EXERCISE MATERIAL:
--- START ---

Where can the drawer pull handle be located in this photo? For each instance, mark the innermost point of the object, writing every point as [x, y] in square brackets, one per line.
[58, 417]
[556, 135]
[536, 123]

--- END ---
--- START ---

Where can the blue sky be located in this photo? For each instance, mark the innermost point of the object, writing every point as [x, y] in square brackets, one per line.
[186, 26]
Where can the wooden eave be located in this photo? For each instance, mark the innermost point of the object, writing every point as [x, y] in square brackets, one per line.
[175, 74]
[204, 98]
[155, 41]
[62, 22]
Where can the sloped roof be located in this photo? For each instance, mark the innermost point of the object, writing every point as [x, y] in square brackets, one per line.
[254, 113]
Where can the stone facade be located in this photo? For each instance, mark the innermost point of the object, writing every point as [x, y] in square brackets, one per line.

--- END ---

Among the records above, a stretch begins at the line containing "Where can the blue" and ends at the line containing "Where can the stone". Restate that stretch word for word, and nothing else.

EXERCISE ANSWER:
Where can the blue sky be located in this photo? For each instance, mark the innermost point of the object, writing every point as [x, y] in square brackets, one per line.
[186, 26]
Where can the wooden eave be located in this photo? For each instance, mark the innermost point of the object, writing every point as [x, y] in square brackets, one per line.
[175, 74]
[204, 98]
[155, 41]
[62, 22]
Where can the sloped roof be located in this photo? For each instance, mark the innermost point of the object, writing every point as [x, y] in square brackets, one per line.
[254, 113]
Where can the stone facade be located in this photo? For each instance, mark the innermost point of the object, writing every point as [x, y] in square brackets, one per line.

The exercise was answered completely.